## Task data
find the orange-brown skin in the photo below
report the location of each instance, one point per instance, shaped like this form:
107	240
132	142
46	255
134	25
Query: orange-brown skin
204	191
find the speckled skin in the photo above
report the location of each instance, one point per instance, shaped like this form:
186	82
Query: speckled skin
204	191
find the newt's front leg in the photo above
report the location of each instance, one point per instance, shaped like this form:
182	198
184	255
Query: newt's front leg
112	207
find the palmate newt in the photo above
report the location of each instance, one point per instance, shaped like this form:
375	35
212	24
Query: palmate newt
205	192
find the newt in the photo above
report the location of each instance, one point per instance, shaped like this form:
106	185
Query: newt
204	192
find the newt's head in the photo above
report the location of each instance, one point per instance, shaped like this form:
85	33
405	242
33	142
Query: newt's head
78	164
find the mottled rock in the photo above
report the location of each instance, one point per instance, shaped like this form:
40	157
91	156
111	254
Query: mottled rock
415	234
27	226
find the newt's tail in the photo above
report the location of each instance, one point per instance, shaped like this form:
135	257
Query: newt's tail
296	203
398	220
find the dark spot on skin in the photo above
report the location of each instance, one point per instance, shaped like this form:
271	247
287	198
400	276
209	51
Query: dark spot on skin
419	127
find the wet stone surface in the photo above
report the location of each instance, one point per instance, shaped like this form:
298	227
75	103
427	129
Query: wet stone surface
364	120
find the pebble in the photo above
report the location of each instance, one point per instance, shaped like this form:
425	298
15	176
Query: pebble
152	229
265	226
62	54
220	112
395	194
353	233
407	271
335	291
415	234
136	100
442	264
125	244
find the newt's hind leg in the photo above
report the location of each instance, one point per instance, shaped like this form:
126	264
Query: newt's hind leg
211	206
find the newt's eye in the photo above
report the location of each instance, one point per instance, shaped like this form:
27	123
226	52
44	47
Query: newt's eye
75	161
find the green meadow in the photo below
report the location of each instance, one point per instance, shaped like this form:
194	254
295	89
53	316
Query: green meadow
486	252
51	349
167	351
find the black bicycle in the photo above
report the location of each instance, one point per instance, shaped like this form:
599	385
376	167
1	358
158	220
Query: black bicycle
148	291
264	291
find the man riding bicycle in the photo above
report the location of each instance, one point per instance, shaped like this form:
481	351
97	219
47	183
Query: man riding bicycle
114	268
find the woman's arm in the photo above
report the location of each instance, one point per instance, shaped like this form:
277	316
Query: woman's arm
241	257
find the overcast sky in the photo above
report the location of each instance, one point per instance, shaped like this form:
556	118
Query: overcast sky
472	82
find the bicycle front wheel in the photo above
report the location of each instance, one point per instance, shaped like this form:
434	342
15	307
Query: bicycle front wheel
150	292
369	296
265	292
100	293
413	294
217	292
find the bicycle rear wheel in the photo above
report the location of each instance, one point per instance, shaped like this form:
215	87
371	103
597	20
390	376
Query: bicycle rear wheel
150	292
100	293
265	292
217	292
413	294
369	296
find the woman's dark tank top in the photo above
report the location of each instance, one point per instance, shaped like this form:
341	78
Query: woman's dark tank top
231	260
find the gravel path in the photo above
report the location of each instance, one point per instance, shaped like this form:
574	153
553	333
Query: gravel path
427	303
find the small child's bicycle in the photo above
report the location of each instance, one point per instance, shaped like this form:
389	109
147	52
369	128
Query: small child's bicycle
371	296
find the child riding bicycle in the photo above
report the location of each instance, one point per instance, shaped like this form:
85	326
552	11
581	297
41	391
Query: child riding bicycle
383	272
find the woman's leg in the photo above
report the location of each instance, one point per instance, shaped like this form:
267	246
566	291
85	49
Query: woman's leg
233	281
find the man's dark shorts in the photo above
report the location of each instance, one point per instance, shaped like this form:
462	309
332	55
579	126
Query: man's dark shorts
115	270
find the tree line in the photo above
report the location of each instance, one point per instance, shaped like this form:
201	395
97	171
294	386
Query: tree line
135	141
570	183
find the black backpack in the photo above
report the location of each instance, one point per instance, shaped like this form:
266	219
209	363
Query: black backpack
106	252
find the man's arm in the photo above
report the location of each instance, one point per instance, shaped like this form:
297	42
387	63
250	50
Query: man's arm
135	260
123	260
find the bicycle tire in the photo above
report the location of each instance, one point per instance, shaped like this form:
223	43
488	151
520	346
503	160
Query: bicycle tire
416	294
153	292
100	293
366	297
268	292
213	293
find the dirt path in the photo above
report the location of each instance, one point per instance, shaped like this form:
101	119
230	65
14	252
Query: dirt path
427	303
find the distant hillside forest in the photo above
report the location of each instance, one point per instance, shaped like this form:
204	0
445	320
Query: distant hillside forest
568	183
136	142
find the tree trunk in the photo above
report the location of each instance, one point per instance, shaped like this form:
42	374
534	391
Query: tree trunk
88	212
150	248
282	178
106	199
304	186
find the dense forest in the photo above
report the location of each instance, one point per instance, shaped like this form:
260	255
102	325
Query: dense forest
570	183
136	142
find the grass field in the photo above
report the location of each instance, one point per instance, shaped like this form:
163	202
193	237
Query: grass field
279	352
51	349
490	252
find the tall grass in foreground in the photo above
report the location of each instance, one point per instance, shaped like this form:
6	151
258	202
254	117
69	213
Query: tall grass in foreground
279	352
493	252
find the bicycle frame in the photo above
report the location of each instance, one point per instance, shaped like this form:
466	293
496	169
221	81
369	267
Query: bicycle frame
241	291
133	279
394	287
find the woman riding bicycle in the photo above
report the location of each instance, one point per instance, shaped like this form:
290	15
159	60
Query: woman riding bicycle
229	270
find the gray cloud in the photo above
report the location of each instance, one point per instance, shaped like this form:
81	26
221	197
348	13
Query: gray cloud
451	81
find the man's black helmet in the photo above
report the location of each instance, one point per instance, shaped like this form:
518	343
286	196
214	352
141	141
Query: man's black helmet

## What you have to do
Find the line that contains "find the dirt path in the photo above". Repeat it and every line after it, exactly as written, up to and including the last line of the records above.

## Output below
find the dirt path in the photo above
report the location of each instance, one point per instance, shaped like this form:
101	119
230	65
14	252
Query: dirt path
427	303
find the distant hillside forest in the photo above
report the location of each instance, one point per instance, shaped like this form:
204	0
445	320
Query: distant hillside forest
568	183
136	142
find the tree trunk in the photo above
report the location of each instance, one point per instance, shaped like this form:
42	374
534	391
Query: tree trunk
88	212
150	248
282	178
106	199
304	186
find the dense forest in the photo above
report the location of each instance, one point per instance, shaped like this form:
260	255
102	325
Query: dense forest
570	183
136	142
find the grass field in the photo above
report the location of each instance, one point per instance, shaped like this form:
163	202
193	237
Query: grass field
279	352
51	349
490	252
find the tall grass in foreground in the photo above
report the location of each instance, one point per instance, shaped like this form:
6	151
258	202
254	117
69	213
Query: tall grass in foreground
279	352
493	252
find the bicycle frame in the photo above
report the location of each instance, one point per instance, shaped like this form:
466	293
496	169
221	81
369	267
Query: bicycle frame
241	291
133	279
394	287
find the woman riding bicycle in the photo above
report the location of each instance, one point per instance, shaped like this form:
290	15
159	60
Query: woman riding bicycle
229	270
find the gray cloud in the photo above
report the location of each instance, one point per instance, shaped like this form:
81	26
221	197
348	13
Query: gray cloud
451	81
find the man's black helmet in the photo above
report the location of each instance, one point per instance, shaped like this form:
518	343
286	196
214	352
141	141
Query: man's black helmet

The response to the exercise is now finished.